◆ Extract to read:
##############################
7. Standard dashboards
Stored in ops/dashboards/search-aggregation-service.json (Grafana JSON). Tabs:
- SLO overview — burn-rate, error budget remaining, all SLIs.
- Search read path — RPS by route, latency p50/p95/p99, error rate, cache hit ratio.
- Projection write path — events/sec by topic, processing duration, DLQ rate, vector-clock skip rate.
- Freshness & lag — projection freshness gauge by topic, index lag, outbox pending.
- OpenSearch health — cluster color, shard status, took_ms, query rejections.
- Postgres health — connection pool, slow queries, RLS errors (should be zero), partitioned table sizes.
- Cache — Memorystore hit ratio, evictions, memory usage, key count by prefix.
- AI — orchestrator call rate, cache hit, fallback rate, cost micros sum.
- Security & compliance — allow-list strip rate, auth failures, idempotency replays, tenant purges.
- Index builds — active builds, phase durations, swap events.
8. Alerts (Cloud Monitoring)
##############################
◆ Information provided:
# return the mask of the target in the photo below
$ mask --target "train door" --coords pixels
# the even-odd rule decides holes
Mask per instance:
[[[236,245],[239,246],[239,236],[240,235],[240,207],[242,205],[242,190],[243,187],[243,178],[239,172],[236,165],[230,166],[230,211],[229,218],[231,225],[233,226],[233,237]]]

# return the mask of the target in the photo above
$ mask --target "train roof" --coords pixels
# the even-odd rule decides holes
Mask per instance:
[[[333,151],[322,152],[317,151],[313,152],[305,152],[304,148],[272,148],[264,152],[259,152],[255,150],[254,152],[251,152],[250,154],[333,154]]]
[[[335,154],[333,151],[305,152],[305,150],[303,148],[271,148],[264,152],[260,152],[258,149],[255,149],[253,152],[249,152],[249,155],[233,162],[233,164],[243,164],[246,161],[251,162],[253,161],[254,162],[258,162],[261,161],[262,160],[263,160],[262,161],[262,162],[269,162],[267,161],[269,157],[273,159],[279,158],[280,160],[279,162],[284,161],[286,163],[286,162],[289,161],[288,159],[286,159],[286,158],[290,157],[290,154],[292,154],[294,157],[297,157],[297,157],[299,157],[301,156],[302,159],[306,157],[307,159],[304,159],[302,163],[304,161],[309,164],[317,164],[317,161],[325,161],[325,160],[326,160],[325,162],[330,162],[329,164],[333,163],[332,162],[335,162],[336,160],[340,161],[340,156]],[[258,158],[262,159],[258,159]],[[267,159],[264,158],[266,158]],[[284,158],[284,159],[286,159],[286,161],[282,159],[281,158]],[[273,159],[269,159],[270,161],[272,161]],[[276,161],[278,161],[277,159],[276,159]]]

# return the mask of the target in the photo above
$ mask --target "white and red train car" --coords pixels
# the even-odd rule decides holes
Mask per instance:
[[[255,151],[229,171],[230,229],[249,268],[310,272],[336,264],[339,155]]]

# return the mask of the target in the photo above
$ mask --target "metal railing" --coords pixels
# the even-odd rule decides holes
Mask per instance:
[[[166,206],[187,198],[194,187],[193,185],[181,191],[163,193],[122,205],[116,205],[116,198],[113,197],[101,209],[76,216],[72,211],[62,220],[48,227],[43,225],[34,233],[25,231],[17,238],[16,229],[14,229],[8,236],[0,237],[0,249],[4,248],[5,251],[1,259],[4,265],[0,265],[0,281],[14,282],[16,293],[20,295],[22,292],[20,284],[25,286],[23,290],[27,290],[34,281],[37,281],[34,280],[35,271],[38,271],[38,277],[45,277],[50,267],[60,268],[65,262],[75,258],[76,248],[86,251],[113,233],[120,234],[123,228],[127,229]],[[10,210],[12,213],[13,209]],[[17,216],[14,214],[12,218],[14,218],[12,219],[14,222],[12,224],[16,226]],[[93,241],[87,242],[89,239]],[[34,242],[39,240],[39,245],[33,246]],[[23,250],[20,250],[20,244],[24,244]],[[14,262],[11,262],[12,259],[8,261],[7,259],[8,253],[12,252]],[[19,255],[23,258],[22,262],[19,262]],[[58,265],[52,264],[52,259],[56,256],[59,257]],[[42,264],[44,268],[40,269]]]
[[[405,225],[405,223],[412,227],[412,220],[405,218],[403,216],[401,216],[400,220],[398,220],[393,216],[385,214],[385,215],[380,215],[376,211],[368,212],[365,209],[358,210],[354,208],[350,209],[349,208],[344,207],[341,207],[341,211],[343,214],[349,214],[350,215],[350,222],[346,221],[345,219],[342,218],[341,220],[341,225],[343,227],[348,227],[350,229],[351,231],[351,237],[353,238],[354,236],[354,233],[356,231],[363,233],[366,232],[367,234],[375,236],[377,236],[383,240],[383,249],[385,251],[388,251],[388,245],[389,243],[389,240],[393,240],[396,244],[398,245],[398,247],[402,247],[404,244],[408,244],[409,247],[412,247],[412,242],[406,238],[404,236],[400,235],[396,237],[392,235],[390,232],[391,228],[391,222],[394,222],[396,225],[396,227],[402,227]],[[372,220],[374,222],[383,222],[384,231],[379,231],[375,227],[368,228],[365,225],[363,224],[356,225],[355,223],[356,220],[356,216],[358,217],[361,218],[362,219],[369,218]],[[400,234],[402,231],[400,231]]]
##############################
◆ Exercise tasks:
A) Summarize the dashboards text in two sentences.
B) Pick up the dashboards text after its final line and continue it.
The data here was taken from another source.

◆ Answers for each item:
A) The standard dashboards for the search aggregation service are stored as Grafana JSON in ops/dashboards/search-aggregation-service.json. Their tabs cover the SLO overview, the search read path, the projection write path, freshness and lag, OpenSearch health, Postgres health, cache, AI, security and compliance, and index builds.

B)
| Alert | Condition | Severity | Runbook |
|---|---|---|---|
search-latency-fast-burn | 1 h burn ≥ 14× over SLO 99 % p95 250 ms | P1 page | FAILURE_MODES § Latency |
search-availability-fast-burn | 1 h burn ≥ 14× over 99.9 % | P1 page | FAILURE_MODES § 5xx |
freshness-fast-burn | projection_freshness_seconds{topic=*} p95 > 60 for 5 min | P2 page | FAILURE_MODES § Stale projection |
dlq-spike | pubsub_dlq_total rate > 0.1% over 15 min | P2 page | FAILURE_MODES § DLQ |
allow-list-breach | projection_field_stripped_total ≥ 1 in 5 min | P1 security page | SECURITY_MODEL § Allow-list |
opensearch-yellow | cluster status yellow for 10 min | P3 ticket | FAILURE_MODES § OpenSearch |
opensearch-red | cluster status red for 1 min | P1 page | same |
outbox-backlog | outbox_pending > 5 000 for 5 min | P2 page | FAILURE_MODES § Outbox |
index-lag-high | index_lag_docs > 5 000 for 5 min | P2 page | runbook Reconcile index lag |
ai-fallback-elevated | fallback rate > 20 % for 15 min | P3 ticket | AI_INTEGRATION § Failure modes |
cost-budget-soft | monthly Cloud Run CPU * memory > 80 % budget | P3 ticket | platform finance |
cache-hit-low | cache hit ratio for /queries < 50 % for 1 h | P3 ticket | platform owner |
9. Runbooks
Live in ops/runbooks/search-aggregation-service/:
search-latency-degraded.mdfreshness-stale.mddlq-drain.mdopensearch-degraded.mdoutbox-stuck.mdindex-lag-reconcile.mdindex-rebuild.mdtenant-purge.mdallow-list-breach-ir.md(incident response)ai-orchestrator-degraded.md
Each runbook follows the standard sections: Symptom, Detection, Triage, Mitigate, Recover, Postmortem.
10. Synthetic checks
| Check | Frequency | Region | Expectation |
|---|---|---|---|
search-golden-query-kabul-3star | 60 s | EU + ASIA | 200, results > 5, p95 < 400 ms |
hotel-detail-pinned-property | 60 s | EU | 200, includes hero photo |
suggest-prefix-kab | 60 s | EU | 200, suggestions > 0 |
healthz | 30 s | EU + ASIA | 200 |
readyz | 30 s | EU + ASIA | 200 |
Synthetic failures page on three consecutive failures.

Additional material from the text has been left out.